== Segment start ==

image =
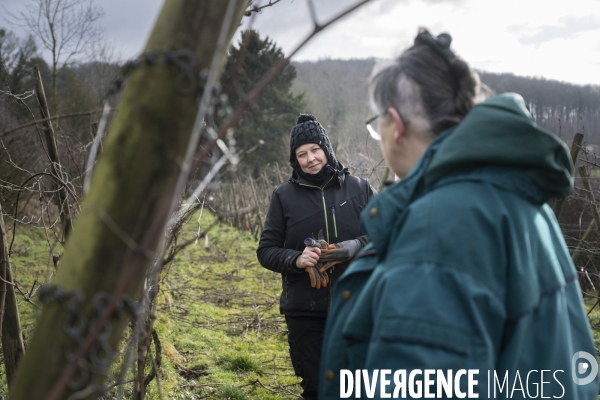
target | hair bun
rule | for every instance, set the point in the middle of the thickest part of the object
(304, 118)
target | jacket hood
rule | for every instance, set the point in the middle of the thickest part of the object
(501, 132)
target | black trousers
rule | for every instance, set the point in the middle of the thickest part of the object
(305, 336)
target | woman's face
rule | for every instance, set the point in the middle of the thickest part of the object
(311, 158)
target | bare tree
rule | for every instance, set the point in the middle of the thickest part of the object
(64, 27)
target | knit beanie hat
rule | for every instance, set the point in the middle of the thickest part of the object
(309, 130)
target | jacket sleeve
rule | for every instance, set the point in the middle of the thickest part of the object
(271, 252)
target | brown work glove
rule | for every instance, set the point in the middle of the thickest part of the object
(318, 279)
(309, 261)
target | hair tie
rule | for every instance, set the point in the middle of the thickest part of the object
(440, 44)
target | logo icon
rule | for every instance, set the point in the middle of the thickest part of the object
(582, 367)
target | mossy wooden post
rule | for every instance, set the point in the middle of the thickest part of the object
(12, 336)
(55, 166)
(124, 213)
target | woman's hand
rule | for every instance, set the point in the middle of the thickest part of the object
(308, 258)
(308, 261)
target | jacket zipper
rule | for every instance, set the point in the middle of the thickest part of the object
(324, 206)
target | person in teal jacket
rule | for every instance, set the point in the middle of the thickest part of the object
(467, 289)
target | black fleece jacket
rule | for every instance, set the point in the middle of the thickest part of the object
(298, 210)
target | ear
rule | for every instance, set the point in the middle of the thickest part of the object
(399, 131)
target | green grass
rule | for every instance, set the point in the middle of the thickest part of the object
(217, 317)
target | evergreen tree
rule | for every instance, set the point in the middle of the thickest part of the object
(276, 109)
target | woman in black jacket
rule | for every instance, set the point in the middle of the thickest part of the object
(322, 196)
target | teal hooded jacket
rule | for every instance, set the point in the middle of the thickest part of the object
(467, 280)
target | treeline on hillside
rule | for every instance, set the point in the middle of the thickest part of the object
(336, 91)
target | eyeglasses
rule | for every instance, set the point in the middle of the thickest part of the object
(373, 132)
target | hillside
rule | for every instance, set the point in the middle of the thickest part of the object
(335, 90)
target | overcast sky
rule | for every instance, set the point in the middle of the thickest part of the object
(555, 39)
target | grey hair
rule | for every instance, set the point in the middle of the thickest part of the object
(432, 93)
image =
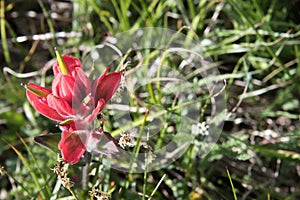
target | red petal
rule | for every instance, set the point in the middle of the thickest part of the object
(96, 111)
(106, 86)
(82, 86)
(60, 105)
(71, 146)
(38, 90)
(63, 87)
(40, 104)
(71, 63)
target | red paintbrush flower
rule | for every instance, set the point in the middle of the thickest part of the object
(74, 102)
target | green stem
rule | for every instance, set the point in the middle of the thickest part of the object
(3, 34)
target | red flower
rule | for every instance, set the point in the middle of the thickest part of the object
(74, 101)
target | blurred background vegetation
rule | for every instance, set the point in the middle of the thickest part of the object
(256, 45)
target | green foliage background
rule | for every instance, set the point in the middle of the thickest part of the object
(256, 46)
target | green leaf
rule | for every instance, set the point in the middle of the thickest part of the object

== Segment end ==

### Directions for this task
When you return the records, keep every word unchanged and drop the pictures.

### Answer section
image =
target | hair bun
rule | for every instance, set the point in the middle of the thickest part of the object
(304, 118)
target | jacket hood
rule | for every instance, set the point in the middle of the thickest part of the object
(501, 132)
target | black trousers
rule | for every instance, set the point in the middle of the thickest part of the object
(305, 336)
target | woman's face
rule | for every instance, set the point in the middle of the thickest part of the object
(311, 158)
target | bare tree
rule | for every instance, set the point in the middle of the thickest part of the object
(64, 27)
target | knit beanie hat
rule | for every instance, set the point in the middle of the thickest part of the object
(309, 130)
target | jacket sleeve
rule | for every instance, set the point in the middle of the thickest part of the object
(271, 252)
target | brown work glove
rule | for every instance, set the point in the middle of the thickest part of the object
(318, 279)
(309, 261)
target | hair tie
rule | for every instance, set the point in the middle of the thickest part of the object
(440, 44)
target | logo icon
rule | for every instance, set the point in the middle of the thickest part of the object
(582, 367)
target | mossy wooden post
rule | for every instance, set the point in the middle of the thickest part of the object
(12, 336)
(55, 166)
(124, 213)
target | woman's hand
rule | for every instance, set the point in the middle of the thickest part of the object
(308, 258)
(308, 261)
target | jacket zipper
rule | for every instance, set the point in the middle of the thickest part of the object
(324, 206)
target | person in teal jacket
rule | for every instance, set the point in the middle of the thickest part of the object
(467, 289)
target | black fleece jacket
rule | for every instance, set the point in the middle of the thickest part of the object
(298, 210)
target | ear
rule | for every instance, set the point in the middle of the thickest part of the object
(399, 131)
target | green grass
rule | for every instance, set the point in the middle of the thickest part of the object
(217, 317)
target | evergreen tree
rule | for every instance, set the point in the middle of the thickest part of the object
(276, 109)
target | woman in black jacket
rule | for every instance, set the point in the middle of the thickest part of the object
(322, 196)
target | teal hooded jacket
rule | for every instance, set the point in the middle of the thickest part of the object
(467, 280)
target | treeline on hillside
rule | for every instance, set the point in the middle of the thickest part of the object
(336, 91)
target | eyeglasses
rule | for every instance, set the point in the middle of the thickest part of the object
(373, 132)
target | hillside
rule | for every instance, set the point in the middle of the thickest part of the object
(335, 90)
target | overcast sky
rule | for every instance, set the point in the middle of the thickest part of the object
(555, 39)
target | grey hair
rule | for every instance, set the point in the middle of the thickest part of the object
(432, 93)
image =
target | red petal
rule | for every instance, set the point in the middle of the thickest part of the object
(96, 111)
(106, 86)
(82, 86)
(60, 105)
(71, 146)
(38, 90)
(63, 87)
(40, 104)
(71, 63)
target | red paintbrush flower
rule | for every instance, set the point in the middle of the thickest part of the object
(74, 102)
target | green stem
rule | for every instance, set the point in the middle of the thickest part of the object
(3, 34)
target | red flower
rule | for every instance, set the point in the middle of the thickest part of the object
(74, 101)
target | blurred background vegetation
rule | for every instance, set the point in the middle of the thickest part of the object
(256, 45)
target | green foliage background
rule | for every instance, set the point in the middle of the thickest part of the object
(256, 46)
target | green leaf
rule | for every instance, set the point in the middle of the thickest part of the object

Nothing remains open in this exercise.